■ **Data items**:
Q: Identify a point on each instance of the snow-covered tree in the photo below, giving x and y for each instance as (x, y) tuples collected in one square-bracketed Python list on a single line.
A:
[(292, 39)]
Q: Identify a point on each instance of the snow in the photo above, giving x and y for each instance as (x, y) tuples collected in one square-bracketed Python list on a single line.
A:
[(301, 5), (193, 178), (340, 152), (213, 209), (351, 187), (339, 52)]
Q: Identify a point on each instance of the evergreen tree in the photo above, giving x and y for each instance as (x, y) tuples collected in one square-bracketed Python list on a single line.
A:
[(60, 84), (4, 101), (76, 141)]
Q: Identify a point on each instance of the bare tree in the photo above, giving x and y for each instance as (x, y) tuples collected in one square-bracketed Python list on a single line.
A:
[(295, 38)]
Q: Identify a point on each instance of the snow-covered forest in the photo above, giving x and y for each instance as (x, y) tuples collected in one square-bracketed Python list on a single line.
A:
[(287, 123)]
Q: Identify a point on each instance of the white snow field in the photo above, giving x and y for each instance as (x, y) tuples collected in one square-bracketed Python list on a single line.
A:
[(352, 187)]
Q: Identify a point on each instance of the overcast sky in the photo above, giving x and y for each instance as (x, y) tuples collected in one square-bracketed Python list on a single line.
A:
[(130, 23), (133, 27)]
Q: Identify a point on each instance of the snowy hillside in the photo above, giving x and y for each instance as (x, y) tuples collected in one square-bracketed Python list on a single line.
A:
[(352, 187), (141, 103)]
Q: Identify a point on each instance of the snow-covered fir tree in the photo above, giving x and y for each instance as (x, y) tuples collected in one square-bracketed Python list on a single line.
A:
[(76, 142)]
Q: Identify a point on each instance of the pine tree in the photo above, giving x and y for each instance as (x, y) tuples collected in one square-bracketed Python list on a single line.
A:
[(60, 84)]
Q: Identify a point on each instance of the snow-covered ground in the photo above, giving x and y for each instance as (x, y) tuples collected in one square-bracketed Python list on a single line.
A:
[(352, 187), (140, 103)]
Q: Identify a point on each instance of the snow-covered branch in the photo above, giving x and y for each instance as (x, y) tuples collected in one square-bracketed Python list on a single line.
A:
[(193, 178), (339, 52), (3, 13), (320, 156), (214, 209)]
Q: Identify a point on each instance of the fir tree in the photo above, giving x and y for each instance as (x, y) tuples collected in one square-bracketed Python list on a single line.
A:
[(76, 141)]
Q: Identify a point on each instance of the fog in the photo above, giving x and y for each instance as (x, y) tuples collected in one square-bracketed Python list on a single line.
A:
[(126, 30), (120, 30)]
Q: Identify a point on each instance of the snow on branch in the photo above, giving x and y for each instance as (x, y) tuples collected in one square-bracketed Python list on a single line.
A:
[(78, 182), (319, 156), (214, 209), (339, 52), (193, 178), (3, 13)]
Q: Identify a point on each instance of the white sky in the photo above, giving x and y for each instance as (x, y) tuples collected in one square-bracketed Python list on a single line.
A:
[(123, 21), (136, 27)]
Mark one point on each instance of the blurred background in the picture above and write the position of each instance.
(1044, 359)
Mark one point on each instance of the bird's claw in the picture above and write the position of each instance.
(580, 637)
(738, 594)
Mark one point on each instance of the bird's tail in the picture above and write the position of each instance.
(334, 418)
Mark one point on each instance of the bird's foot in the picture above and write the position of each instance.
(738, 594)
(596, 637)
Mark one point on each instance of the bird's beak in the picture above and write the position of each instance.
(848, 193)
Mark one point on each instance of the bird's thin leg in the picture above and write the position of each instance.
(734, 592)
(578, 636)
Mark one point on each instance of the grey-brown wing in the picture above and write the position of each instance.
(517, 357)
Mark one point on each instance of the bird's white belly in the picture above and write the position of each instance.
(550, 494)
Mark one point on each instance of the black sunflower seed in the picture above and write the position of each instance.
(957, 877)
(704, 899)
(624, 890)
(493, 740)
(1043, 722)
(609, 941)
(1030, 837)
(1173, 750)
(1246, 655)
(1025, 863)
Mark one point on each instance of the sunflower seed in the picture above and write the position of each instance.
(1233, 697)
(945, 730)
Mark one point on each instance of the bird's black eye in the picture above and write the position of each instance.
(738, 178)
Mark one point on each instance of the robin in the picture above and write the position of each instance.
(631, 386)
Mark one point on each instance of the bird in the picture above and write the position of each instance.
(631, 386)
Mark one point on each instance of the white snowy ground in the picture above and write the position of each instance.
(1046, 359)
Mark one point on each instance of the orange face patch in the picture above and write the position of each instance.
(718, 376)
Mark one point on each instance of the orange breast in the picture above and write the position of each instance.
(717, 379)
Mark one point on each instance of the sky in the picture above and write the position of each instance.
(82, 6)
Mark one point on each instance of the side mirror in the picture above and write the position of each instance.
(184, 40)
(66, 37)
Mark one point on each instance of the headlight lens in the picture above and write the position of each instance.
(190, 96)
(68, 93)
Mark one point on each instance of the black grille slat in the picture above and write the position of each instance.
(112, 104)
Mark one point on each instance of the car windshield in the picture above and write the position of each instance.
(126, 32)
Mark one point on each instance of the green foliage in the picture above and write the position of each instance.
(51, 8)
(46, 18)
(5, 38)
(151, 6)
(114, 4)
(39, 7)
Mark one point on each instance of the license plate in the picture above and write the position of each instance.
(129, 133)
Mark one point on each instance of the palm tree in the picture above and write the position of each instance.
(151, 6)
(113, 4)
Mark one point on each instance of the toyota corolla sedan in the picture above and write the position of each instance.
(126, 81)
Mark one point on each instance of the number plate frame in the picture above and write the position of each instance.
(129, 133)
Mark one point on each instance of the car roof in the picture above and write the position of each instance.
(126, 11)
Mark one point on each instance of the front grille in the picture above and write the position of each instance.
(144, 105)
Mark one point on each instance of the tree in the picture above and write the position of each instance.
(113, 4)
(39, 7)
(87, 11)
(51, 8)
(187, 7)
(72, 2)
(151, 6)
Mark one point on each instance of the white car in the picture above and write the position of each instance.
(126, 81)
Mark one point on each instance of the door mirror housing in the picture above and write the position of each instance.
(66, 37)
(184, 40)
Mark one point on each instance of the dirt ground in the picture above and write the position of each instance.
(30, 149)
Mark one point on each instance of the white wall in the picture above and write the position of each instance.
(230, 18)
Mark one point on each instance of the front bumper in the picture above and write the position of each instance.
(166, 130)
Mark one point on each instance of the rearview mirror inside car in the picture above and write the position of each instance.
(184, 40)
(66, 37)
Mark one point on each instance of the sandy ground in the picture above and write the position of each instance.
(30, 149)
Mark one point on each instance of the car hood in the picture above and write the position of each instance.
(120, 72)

■ **YOUR TASK**: Rewrite the lines above, replacing every "each instance" with "every instance" and leaving everything else unchanged.

■ **RESPONSE TO THIS EXERCISE**:
Q: Identify a point on every instance of the snow-covered tree in the photo below, giving x and y for every instance as (x, y) tuples collected in one square-bracketed Python list on a single line.
A:
[(292, 39)]
Q: Identify a point on every instance of the snow in the photo above, giving x and y for every instance as (x, y) tuples collected in one square-bracketed Python list on a single line.
A:
[(301, 5), (193, 178), (340, 152), (213, 209), (351, 187), (339, 52)]
Q: Identify a point on every instance of the evergreen tree in the photo above, giving x and y for every instance as (x, y) tuples collected in one square-bracketed Python list on a single line.
A:
[(60, 84), (4, 101), (76, 141)]
Q: Identify a point on every instance of the bare tree in the photo above, giving x and y for every instance as (x, y) tuples collected in one square-bracketed Python list on a single line.
A:
[(295, 38)]
Q: Identify a point on every instance of the snow-covered forest in the photo above, giving x and y for every instance as (x, y) tuples collected in one square-bracketed Python list on a single line.
A:
[(287, 123)]
Q: Identify a point on every instance of the white snow field in the photo above, giving x and y for every instance as (x, y) tuples collected in one square-bracketed Python list on a single line.
A:
[(352, 187)]
Q: Identify a point on every instance of the overcast sky in the photo above, giving x and y for every instance as (x, y) tuples collected in one square-bracketed Python list on a single line.
A:
[(130, 23), (133, 27)]
Q: Identify a point on every instance of the snowy hillside in the photo above, giving x and y for every instance as (x, y) tuples collected in one square-bracketed Python list on a single line.
A:
[(352, 187), (141, 103)]
Q: Identify a point on every instance of the snow-covered fir tree in the photo above, giving x and y for every instance as (x, y) tuples collected in one square-bracketed Python list on a single line.
A:
[(76, 142)]
Q: Identify a point on every instance of the pine tree in the photo above, giving x and y for every instance as (x, y) tuples collected in one square-bracketed Python list on a single line.
A:
[(60, 84)]
Q: Identify a point on every instance of the snow-covered ground in the photo above, giving x and y for every instance as (x, y) tuples collected in one square-bracketed Python list on a single line.
A:
[(352, 187), (140, 103)]
Q: Identify a point on every instance of the snow-covered branch in the photo above, giving x and y for every instance as (x, y) tuples collected in one square-bracketed Python list on a single line.
A:
[(193, 178), (339, 52), (3, 13), (320, 156), (214, 209)]
Q: Identify a point on every instance of the fir tree in the photo above, giving x and y for every instance as (x, y) tuples collected in one square-bracketed Python list on a single line.
A:
[(76, 141)]
Q: Identify a point on every instance of the fog in the photo above, giving x and y for every instance as (x, y) tuples collected in one square-bracketed Python list on a single line.
A:
[(126, 30), (120, 30)]
Q: Identify a point on every instance of the snow on branch in the photo above, giving x and y for every instance as (x, y) tuples collected in one square-bracketed Python list on a single line.
A:
[(78, 182), (319, 156), (214, 209), (339, 52), (193, 178), (3, 13)]
Q: Identify a point on every instance of the white sky in the photo above, giving x and y for every instance as (x, y) tuples collected in one square-bracketed Python list on a single line.
A:
[(123, 21), (136, 27)]
Mark one point on every instance of the blurred background in the picture above and write the position of every instance.
(1044, 359)
Mark one point on every instance of the bird's claw in the picture above and write the position of every instance.
(580, 637)
(738, 594)
Mark one point on every instance of the bird's tail in the picture above and write the position of every instance.
(334, 418)
Mark one point on every instance of the bird's foot in the picture above and write the position of every instance.
(738, 594)
(596, 637)
Mark one point on every instance of the bird's beak in the picture above and write the position of every instance.
(848, 193)
Mark one point on every instance of the bird's thin leg in the picture above and write the position of every instance.
(734, 592)
(578, 636)
Mark one point on every instance of the grey-brown wing in the picture above and write the position of every instance.
(517, 357)
Mark one point on every instance of the bird's white belly in the picture above and write the position of every instance.
(550, 494)
Mark one point on every instance of the black sunflower seed in the picture above and write the position of every instance.
(957, 877)
(704, 899)
(624, 890)
(493, 740)
(1043, 722)
(609, 941)
(1030, 837)
(1173, 750)
(1246, 655)
(1025, 863)
Mark one point on every instance of the sunflower seed in the picture above and write the position of every instance.
(1233, 697)
(945, 730)
Mark one point on every instance of the bird's black eye in the picture above and write the position of every instance.
(738, 178)
Mark one point on every instance of the robin in the picture above and write the position of every instance.
(631, 386)
Mark one point on every instance of the bird in the picture above and write the position of every instance.
(631, 386)
Mark one point on every instance of the white snowy ground in the picture above and write the position of every instance.
(1046, 359)
Mark one point on every instance of the orange face patch in the picture above and write the position of every instance.
(718, 376)
Mark one point on every instance of the orange breast in the picture above and write the position of every instance.
(717, 379)
Mark one point on every instance of the sky in the picture above and write the position of every instance.
(82, 6)
Mark one point on every instance of the side mirror in the picture above and write the position of every instance.
(184, 40)
(66, 37)
Mark one point on every instance of the headlight lens in the picture above and write the position of every instance.
(190, 96)
(68, 93)
Mark one point on every instance of the black grille slat in the picture above and write the position of every instance.
(112, 104)
Mark one point on every instance of the car windshield in the picture above and write the position of every instance.
(126, 32)
Mark one point on every instance of the green foliage in the picture above and write the position of every instance.
(51, 8)
(46, 18)
(5, 38)
(151, 6)
(114, 4)
(39, 7)
Mark one point on every instance of the license plate in the picture above and write the position of every instance.
(129, 133)
Mark one point on every instance of the palm tree in the picture above and write the position of every instance.
(151, 6)
(113, 4)
Mark one point on every instance of the toyota corolla sedan in the picture above and write the position of every instance.
(126, 81)
Mark one point on every instance of the number plate frame in the picture above and write the position of every instance.
(129, 133)
Mark one point on every instance of the car roof in the picture above and write the position of every instance.
(126, 11)
Mark one point on every instance of the front grille in the picture above and write the position of every instance.
(144, 105)
Mark one point on every instance of the tree in the picture above and write the position of every instance.
(113, 4)
(39, 7)
(87, 11)
(51, 8)
(187, 7)
(72, 2)
(151, 6)
Mark one point on every instance of the white car in the picture above and write the position of every instance.
(126, 81)
Mark one point on every instance of the door mirror housing in the picture above and write the position of every instance.
(66, 37)
(184, 40)
Mark one point on every instance of the dirt ground in the picture above and write the position of every instance.
(30, 149)
Mark one point on every instance of the white wall in the picture above and write the position of every instance.
(230, 18)
Mark one point on every instance of the front bumper in the picture above and write the position of every instance.
(166, 130)
Mark one point on every instance of the rearview mirror inside car in the picture above and write the position of every instance.
(184, 40)
(66, 37)
Mark one point on every instance of the sandy ground in the picture above and write the position of every instance.
(30, 149)
Mark one point on every instance of the car hood in the picture above and write the position of every instance.
(120, 72)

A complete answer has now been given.